**Tasks to complete**
[1] Using the Fr O'Flynn passage, explain in one to three sentences why the power of modulating the voice is said to mark out a finished reader.
[2] Carry on the Fr O'Flynn passage from the point where it stops.

**Selected passage**

——

He pointed out the methods involved to attain a perfect understanding of the construction of sentences, the ability to analyse complex forms of composition, to discriminate between essentials and expletive words and the regulation of the voice to suit the sound to the word.
“Nothing marked out a finished reader so clearly as his power of modulating his voice. It was by the subtle changes of tone that the infinite variety of feeling was represented. The effects should of course be natural, with no undue straining after effect.”
After the lecture Fr Fitzgerald, in his vote of thanks to Fr O’Flynn, noted that his explanation of how to interpret Shakespeare was “simple yet eloquent”, and his selections from the various plays were “apt and very instructive”. His demonstration of how each character could be found in ordinary daily life was “striking, clear and very real, even in some instances surprising to a degree”.
There are many pieces written on the life and times of Fr O’Flynn. One striking book by writer Richard O’Donoghue, entitled ‘Like a Tree Planted, Fr O’Flynn and the Loft’ and published in 1967, makes reference to Fr John Forde, parish priest, Newcestown, who was the literary executor for Fr O’Flynn when he died in 1962.
Richard writes that Fr John Forde gave him a suitcase filled with the notebooks and the recordings of Fr O’Flynn. Richard then supplemented his work by a series of interviews with members of the O’Flynn family, with past pupils of The Loft and with contemporaries of Fr O’Flynn in the North Cathedral Parish and at Passage West.
Richard writes that Cork born Fr O’Flynn’s interest in acting and performance can be traced back to his youth. Born in 1881, the young Seamus attended Blackpool National School and the North Monastery. In September 1899, he enrolled as a student at the junior seminary of Farranferris and on the accomplishment of his studies he went to St Patrick’s College, Maynooth,
On 20 June 1909, Fr O’Flynn was ordained. Cork’s Roman Catholic Bishop Thomas O’Callaghan cancelled an arrangement to send the newly appointed priest Fr O’Flynn from Maynooth to Portsmouth. He appointed him to the staff of the seminary at Farranferris to teach elocution. With a talent for acting, his well-developed voice and his love of Shakespeare, Fr O’Flynn was very content and most enthusiastic.

——

**Stored data**
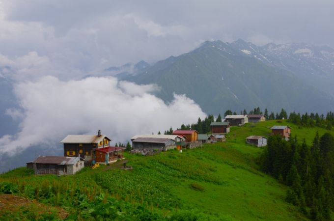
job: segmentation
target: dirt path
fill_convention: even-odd
[[[12,213],[19,212],[22,208],[31,209],[34,212],[37,211],[38,214],[56,211],[59,218],[62,220],[68,216],[69,214],[63,209],[59,207],[50,206],[37,201],[31,200],[26,198],[11,194],[0,194],[0,217],[1,216],[1,211],[10,211]]]

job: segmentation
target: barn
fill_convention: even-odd
[[[246,138],[246,142],[258,147],[267,145],[267,138],[262,136],[249,136]]]
[[[228,122],[231,126],[242,126],[248,123],[247,115],[227,115],[224,121]]]
[[[125,147],[108,146],[96,148],[94,150],[93,158],[96,162],[102,164],[109,164],[118,160],[124,159],[123,152]]]
[[[40,156],[34,161],[27,163],[35,174],[74,174],[84,166],[84,161],[80,157]]]
[[[228,122],[213,122],[210,125],[212,134],[227,134],[229,133],[230,124]]]
[[[247,116],[248,116],[249,123],[257,123],[266,121],[266,117],[263,114],[248,114]]]
[[[80,157],[90,161],[93,150],[109,146],[111,140],[99,130],[96,135],[67,135],[60,143],[64,145],[64,156]]]
[[[166,151],[176,148],[175,140],[168,138],[138,138],[132,140],[134,149]]]

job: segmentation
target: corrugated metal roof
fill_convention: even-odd
[[[206,140],[210,138],[210,137],[213,136],[211,134],[198,134],[198,136],[197,137],[197,139],[199,140]]]
[[[107,146],[106,147],[103,147],[102,148],[96,148],[95,151],[101,151],[104,153],[110,153],[115,152],[118,150],[125,150],[125,147],[116,147],[116,146]]]
[[[176,130],[173,132],[173,134],[179,135],[179,134],[192,134],[195,132],[198,133],[195,130]]]
[[[210,124],[210,126],[228,126],[228,122],[213,122]]]
[[[264,116],[263,114],[248,114],[248,118],[260,118]]]
[[[135,139],[137,139],[139,138],[164,138],[167,139],[170,139],[174,140],[176,140],[176,138],[180,138],[184,139],[182,137],[178,135],[165,135],[165,134],[140,134],[138,135],[135,135],[131,138],[131,140]]]
[[[144,142],[146,143],[166,143],[172,139],[166,138],[138,138],[134,139],[132,142]]]
[[[289,127],[288,126],[285,126],[285,125],[284,126],[277,126],[277,125],[275,125],[275,126],[272,127],[272,128],[270,128],[270,129],[272,129],[272,130],[273,130],[273,129],[274,129],[274,130],[284,130],[285,128],[286,128],[287,127],[288,127],[288,128],[290,128],[290,127]]]
[[[73,165],[80,160],[80,157],[61,157],[59,156],[40,156],[32,163],[34,164]]]
[[[225,119],[242,119],[248,117],[246,115],[227,115],[225,117]]]
[[[60,143],[98,143],[102,141],[104,138],[106,138],[110,141],[111,139],[109,138],[106,135],[101,135],[100,137],[97,135],[67,135],[64,138]]]
[[[246,138],[246,139],[261,139],[262,138],[265,138],[266,139],[267,138],[265,137],[262,137],[262,136],[249,136]]]

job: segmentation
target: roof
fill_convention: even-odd
[[[199,140],[206,140],[209,139],[209,138],[213,136],[211,134],[198,134],[198,137],[197,137],[197,139]]]
[[[260,118],[263,116],[265,117],[263,114],[248,114],[247,116],[249,118]]]
[[[213,122],[210,124],[210,126],[228,126],[229,122]]]
[[[246,139],[261,139],[262,138],[265,138],[267,139],[267,138],[265,137],[262,137],[262,136],[249,136],[247,138],[246,138]]]
[[[195,132],[198,133],[195,130],[176,130],[173,132],[173,134],[192,134]]]
[[[131,140],[137,139],[139,138],[164,138],[167,139],[170,139],[176,140],[177,138],[179,138],[181,139],[184,139],[183,138],[178,135],[169,135],[165,134],[140,134],[138,135],[135,135],[131,138]]]
[[[60,142],[63,143],[98,143],[105,138],[109,141],[111,140],[104,135],[101,135],[100,137],[97,135],[67,135]]]
[[[116,147],[116,146],[107,146],[103,147],[102,148],[96,148],[95,150],[96,151],[103,152],[104,153],[110,153],[111,152],[115,152],[118,150],[122,150],[125,149],[125,147]]]
[[[247,117],[247,115],[227,115],[225,117],[225,119],[243,119]]]
[[[40,156],[32,162],[34,164],[73,165],[80,160],[80,157],[61,157],[59,156]]]
[[[285,125],[284,125],[284,126],[276,126],[276,125],[275,125],[275,126],[272,127],[272,128],[270,128],[270,129],[272,129],[272,130],[284,130],[285,128],[286,128],[287,127],[290,128],[290,127],[289,127],[288,126],[285,126]]]
[[[144,142],[145,143],[166,143],[172,139],[167,138],[138,138],[132,140],[132,142]]]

——

**Responses to the exercise**
[1] The quoted remarks give this reason: the infinite variety of feeling is represented through subtle changes of tone. The effects should still be natural, without undue straining after effect.

[2]
Later Fr O’Flynn wrote in one of his many notebooks: “I began in Farranferris in 1909. We put planks on porter barrels and covered them with an old carpet, and each year produced a full-length play of Shakespeare’s. Encouragement came from my bishop, Dr O’Callaghan – God be good to him-and from his relative, Dr Sexton, the president of the college. By means of Shakespeare I aimed not only at helping the students to speak correctly, but at a cultivation of the noble emotions – education of the heart.”
Early in 1910, Fr O’Flynn was appointed to serve as chaplain in Our Lady’s Hospital on the Lee Road. He said mass, administered the sacraments, visited the patients each day and frequently entertained them with his songs and dramatic pieces. There he also got a close up perspective of the human condition.
In 1910 Fr O’Flynn visited the Irish-speaking districts of West Cork and for the first time came in contact with the old Gaelic world and those who preserved the stories and championed them. He recorded: “There, rummaging among the ruins of the nation, I discovered the remnants of a supremely beautiful culture of emotion in language, story, song and dance still living in the hearts of these people, that completely captivated me.”
For many summers Fr O’Flynn spent his holidays in one or other of the Irish-speaking districts of Munster – Ballingeary or Gougane Barra, or Ring in county Waterford. But his favourite haunts lay far to the west in Kerry – Dunquin, the Blasket Islands and Ballinskelligs. It was there his interest in the marrying of education, culture, and storytelling developed even more and set him on a path to bring the power of storytelling further into the heart of Cork city’s communities.